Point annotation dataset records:

******

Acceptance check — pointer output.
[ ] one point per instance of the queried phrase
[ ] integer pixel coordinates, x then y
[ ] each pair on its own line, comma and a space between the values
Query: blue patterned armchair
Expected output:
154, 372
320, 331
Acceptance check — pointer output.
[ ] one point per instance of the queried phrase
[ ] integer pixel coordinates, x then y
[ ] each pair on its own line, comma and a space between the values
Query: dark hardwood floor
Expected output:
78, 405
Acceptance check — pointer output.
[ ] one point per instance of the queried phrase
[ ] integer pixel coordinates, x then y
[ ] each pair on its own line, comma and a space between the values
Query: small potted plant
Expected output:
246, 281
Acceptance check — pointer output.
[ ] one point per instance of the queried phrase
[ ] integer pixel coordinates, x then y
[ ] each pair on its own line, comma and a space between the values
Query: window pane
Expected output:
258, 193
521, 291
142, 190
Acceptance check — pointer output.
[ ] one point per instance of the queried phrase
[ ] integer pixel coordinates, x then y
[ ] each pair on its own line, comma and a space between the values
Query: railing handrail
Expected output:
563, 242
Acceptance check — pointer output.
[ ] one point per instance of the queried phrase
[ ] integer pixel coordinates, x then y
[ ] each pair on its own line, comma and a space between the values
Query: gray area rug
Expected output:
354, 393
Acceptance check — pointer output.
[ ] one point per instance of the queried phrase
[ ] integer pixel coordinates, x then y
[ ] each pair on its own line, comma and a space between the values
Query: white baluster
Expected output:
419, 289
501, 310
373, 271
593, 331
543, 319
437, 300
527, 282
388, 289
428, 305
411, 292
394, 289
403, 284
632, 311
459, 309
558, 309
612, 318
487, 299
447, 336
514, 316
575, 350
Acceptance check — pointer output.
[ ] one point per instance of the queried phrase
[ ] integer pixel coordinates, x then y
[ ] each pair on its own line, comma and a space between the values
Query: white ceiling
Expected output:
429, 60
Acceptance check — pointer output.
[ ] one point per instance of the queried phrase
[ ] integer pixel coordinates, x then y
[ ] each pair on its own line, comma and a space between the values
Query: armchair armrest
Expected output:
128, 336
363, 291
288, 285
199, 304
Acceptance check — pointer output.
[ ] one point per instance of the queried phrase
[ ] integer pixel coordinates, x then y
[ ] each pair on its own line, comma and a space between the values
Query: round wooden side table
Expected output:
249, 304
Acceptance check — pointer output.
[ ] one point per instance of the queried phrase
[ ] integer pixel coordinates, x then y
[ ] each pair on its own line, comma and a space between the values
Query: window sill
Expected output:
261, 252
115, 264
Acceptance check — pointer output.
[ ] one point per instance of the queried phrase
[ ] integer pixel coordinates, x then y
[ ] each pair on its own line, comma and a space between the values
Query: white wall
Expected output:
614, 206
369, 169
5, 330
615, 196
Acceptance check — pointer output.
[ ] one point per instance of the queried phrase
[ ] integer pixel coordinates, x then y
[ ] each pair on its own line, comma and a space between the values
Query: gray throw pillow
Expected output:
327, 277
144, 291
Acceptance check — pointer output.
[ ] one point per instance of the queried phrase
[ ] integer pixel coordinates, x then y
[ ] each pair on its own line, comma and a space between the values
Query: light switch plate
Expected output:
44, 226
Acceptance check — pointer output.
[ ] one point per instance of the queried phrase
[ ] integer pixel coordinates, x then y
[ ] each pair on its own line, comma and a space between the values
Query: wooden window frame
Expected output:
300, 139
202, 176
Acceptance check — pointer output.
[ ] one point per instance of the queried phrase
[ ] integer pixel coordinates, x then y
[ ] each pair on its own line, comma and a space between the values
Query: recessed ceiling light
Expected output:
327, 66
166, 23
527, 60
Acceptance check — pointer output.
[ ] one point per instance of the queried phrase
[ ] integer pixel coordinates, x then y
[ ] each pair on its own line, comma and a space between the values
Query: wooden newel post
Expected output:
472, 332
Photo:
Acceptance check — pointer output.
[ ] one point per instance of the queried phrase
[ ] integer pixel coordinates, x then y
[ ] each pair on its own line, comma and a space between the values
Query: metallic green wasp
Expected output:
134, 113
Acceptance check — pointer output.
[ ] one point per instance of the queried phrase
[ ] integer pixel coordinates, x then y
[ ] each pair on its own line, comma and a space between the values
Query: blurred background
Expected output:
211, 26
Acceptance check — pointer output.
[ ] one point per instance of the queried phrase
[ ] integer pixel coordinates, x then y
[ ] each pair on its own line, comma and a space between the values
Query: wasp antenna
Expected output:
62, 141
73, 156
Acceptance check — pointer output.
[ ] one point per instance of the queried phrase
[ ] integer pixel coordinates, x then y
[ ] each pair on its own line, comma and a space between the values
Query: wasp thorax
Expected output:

******

Extract all of the material exactly as it is written.

Acceptance check — pointer output.
[ ] one point per instance of the queried phrase
[ ] integer pixel coordinates, x then y
[ ] each pair on its own line, comma and a space between the values
Query: blue patterned armchair
Expected output:
154, 372
320, 331
Acceptance check — pointer output.
[ ] one point per instance of the queried phrase
[ ] integer pixel coordinates, x then y
[ ] each pair on its own line, comma and a space between the values
Query: dark hardwood floor
Expected output:
78, 405
Acceptance check — pointer output.
[ ] one point per instance of the queried phrase
[ ] integer pixel coordinates, x then y
[ ] each pair on its own line, comma and a space between the values
Query: small potted plant
Expected output:
246, 281
Acceptance check — pointer output.
[ ] one point per instance of the queried phrase
[ ] integer pixel coordinates, x then y
[ ] each pair on its own line, comma and a space between the values
Query: window pane
Expected output:
258, 193
521, 291
142, 190
Acceptance check — pointer output.
[ ] one point per instance of the queried phrase
[ ] integer pixel coordinates, x then y
[ ] each pair on its own line, comma and a space between the values
Query: railing handrail
Expected output:
563, 242
Acceptance check — pointer output.
[ ] one point per instance of the queried phrase
[ ] integer pixel coordinates, x then y
[ ] each pair on its own line, comma and a space between the values
Query: gray area rug
Expected output:
354, 393
Acceptance check — pointer output.
[ ] one point per instance of the queried phrase
[ ] integer pixel coordinates, x then y
[ ] each pair on its own line, comma and a space between the values
Query: white baluster
Expected output:
419, 289
501, 310
373, 271
593, 331
543, 319
437, 300
527, 282
388, 289
428, 305
411, 292
394, 289
403, 284
632, 311
459, 309
558, 309
612, 318
487, 299
447, 336
514, 316
575, 350
Acceptance check — pointer output.
[ ] one point per instance of the queried phrase
[ ] integer pixel coordinates, x then y
[ ] each pair on its own line, comma and a space between the values
Query: white ceiling
Expected output:
429, 60
Acceptance check — pointer output.
[ ] one point per instance of the queried phrase
[ ] integer pixel coordinates, x then y
[ ] each pair on its own line, comma and a space between the values
Query: armchair armrest
Expected output:
128, 336
363, 291
288, 285
199, 304
Acceptance check — pointer output.
[ ] one point per instance of the queried phrase
[ ] integer pixel coordinates, x then y
[ ] each pair on its own line, comma and a space between the values
Query: round wooden side table
Expected output:
249, 304
Acceptance check — pointer output.
[ ] one point per instance of the queried phrase
[ ] integer pixel coordinates, x then y
[ ] each pair on its own line, comma and a space between the values
Query: window sill
Expected output:
261, 252
115, 264
Acceptance check — pointer output.
[ ] one point per instance of the queried phrase
[ ] integer pixel coordinates, x then y
[ ] each pair on its own line, comma and a space between the values
Query: white wall
Expected output:
614, 206
369, 169
5, 330
615, 196
Acceptance check — pointer output.
[ ] one point per instance of the queried phrase
[ ] integer pixel coordinates, x then y
[ ] each pair on its own line, comma and a space between the values
Query: gray throw pillow
Expected output:
327, 277
144, 291
Acceptance check — pointer output.
[ ] one point per instance of the queried phrase
[ ] integer pixel coordinates, x then y
[ ] each pair on its own line, comma and a space between the values
Query: light switch plate
Expected output:
44, 226
Acceptance check — pointer output.
[ ] one point per instance of the queried phrase
[ ] integer pixel coordinates, x then y
[ ] each pair on its own line, comma and a space between the values
Query: wooden window frame
Expected output:
300, 139
202, 176
Acceptance check — pointer output.
[ ] one point per instance of the queried phrase
[ ] integer pixel coordinates, x then y
[ ] each pair on its own line, comma and a space between the values
Query: recessed ceiling light
Expected output:
327, 66
166, 23
527, 60
Acceptance check — pointer output.
[ ] one point per instance of the queried phrase
[ ] integer pixel coordinates, x then y
[ ] each pair on its own line, comma and a space between the values
Query: wooden newel post
Expected output:
472, 332
Photo:
Acceptance check — pointer output.
[ ] one point per instance of the queried phrase
[ ] integer pixel coordinates, x then y
[ ] each pair on its own line, comma and a space between the values
Query: metallic green wasp
Expected output:
134, 113
Acceptance check — pointer output.
[ ] one point per instance of the queried phrase
[ ] integer pixel coordinates, x then y
[ ] each pair on its own line, comma and a space between the values
Query: blurred background
Expected output:
211, 26
Acceptance check — pointer output.
[ ] one point per instance of the queried phrase
[ ] integer pixel coordinates, x then y
[ ] each pair on its own line, comma and a space between the values
Query: wasp antenna
Expected output:
62, 141
73, 156
Acceptance check — pointer output.
[ ] one point per instance of the queried phrase
[ ] integer pixel coordinates, x then y
[ ] each pair on its own line, comma and a space between the values
Query: wasp thorax
Expected output:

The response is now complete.